Dataset extract
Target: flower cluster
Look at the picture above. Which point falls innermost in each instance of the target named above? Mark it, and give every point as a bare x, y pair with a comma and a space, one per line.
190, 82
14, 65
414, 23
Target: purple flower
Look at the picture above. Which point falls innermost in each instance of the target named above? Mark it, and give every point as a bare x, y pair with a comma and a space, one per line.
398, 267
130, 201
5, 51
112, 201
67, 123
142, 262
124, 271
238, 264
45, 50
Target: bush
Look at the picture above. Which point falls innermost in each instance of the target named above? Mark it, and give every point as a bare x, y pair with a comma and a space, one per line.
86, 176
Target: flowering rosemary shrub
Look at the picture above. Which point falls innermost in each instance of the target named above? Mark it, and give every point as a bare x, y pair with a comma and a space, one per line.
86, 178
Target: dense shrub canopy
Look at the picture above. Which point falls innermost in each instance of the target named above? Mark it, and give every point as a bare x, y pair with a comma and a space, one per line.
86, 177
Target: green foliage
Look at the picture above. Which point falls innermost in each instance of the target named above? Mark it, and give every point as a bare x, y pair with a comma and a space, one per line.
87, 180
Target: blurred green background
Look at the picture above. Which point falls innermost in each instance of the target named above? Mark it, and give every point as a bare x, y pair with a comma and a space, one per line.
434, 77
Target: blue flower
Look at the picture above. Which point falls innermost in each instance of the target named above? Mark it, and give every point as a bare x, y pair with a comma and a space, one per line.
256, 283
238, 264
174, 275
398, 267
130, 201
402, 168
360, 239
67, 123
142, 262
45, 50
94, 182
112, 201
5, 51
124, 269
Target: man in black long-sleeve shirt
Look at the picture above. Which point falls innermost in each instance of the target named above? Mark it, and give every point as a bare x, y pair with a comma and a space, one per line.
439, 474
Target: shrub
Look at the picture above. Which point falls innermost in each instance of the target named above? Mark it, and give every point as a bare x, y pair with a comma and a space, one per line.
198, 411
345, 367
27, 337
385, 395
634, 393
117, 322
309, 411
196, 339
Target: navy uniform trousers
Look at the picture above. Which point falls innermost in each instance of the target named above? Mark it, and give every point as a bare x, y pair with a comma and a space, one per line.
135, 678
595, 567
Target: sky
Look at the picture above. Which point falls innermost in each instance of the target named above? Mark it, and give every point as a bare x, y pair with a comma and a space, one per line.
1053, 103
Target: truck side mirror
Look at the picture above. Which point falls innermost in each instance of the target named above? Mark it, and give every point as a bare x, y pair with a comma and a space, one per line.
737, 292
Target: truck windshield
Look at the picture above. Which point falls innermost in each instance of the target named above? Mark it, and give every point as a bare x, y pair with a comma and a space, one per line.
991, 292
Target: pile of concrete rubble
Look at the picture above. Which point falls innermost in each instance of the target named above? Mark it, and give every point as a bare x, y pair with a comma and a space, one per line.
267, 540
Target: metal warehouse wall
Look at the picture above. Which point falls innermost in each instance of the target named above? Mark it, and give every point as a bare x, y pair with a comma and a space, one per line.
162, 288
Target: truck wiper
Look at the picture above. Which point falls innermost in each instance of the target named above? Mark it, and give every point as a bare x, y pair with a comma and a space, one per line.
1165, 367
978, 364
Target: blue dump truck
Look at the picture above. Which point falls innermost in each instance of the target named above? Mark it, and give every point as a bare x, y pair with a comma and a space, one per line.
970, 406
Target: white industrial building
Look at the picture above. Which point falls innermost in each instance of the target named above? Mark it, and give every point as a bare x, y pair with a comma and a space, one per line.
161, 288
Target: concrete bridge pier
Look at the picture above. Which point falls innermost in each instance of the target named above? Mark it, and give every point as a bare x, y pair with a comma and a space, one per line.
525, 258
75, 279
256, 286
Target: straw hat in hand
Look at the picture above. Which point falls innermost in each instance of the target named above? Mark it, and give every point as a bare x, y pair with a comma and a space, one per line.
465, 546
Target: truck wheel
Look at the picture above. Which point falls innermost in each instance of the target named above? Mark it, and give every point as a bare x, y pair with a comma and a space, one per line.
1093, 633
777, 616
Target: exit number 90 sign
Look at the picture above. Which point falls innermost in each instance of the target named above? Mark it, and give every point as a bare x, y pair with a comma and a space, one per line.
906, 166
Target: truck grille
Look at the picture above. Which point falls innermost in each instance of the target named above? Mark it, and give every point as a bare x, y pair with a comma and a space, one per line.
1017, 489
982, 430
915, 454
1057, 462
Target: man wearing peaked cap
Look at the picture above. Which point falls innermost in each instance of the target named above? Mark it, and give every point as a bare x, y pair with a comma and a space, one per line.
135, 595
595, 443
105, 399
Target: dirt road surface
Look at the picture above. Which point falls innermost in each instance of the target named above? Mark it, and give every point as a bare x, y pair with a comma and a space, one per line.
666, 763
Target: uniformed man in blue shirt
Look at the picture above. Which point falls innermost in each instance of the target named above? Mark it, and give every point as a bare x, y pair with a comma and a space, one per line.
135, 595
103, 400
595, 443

Aim of the task
Please state how many lines in the listing contain the string "shrub", and give nothing besides that number.

Exercise response
3